[WHAT THE TASK ASKS]: Retype the records below exactly as they appear, but leave out any pictures.

[Data entries]

______________________________

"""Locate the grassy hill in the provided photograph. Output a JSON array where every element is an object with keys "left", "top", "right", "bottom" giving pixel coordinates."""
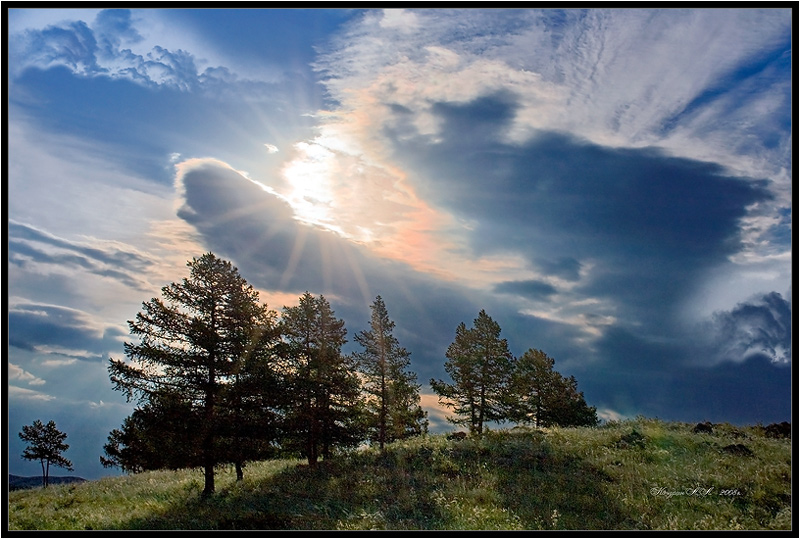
[
  {"left": 9, "top": 475, "right": 87, "bottom": 491},
  {"left": 7, "top": 418, "right": 791, "bottom": 530}
]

______________________________

[EXPECTED OUTPUT]:
"""Locate the grassy hill in the provided photograph. Output a JSON array where every element is an object with keys "left", "top", "right", "bottom" giving pixel coordinates."""
[
  {"left": 9, "top": 475, "right": 87, "bottom": 491},
  {"left": 7, "top": 418, "right": 791, "bottom": 530}
]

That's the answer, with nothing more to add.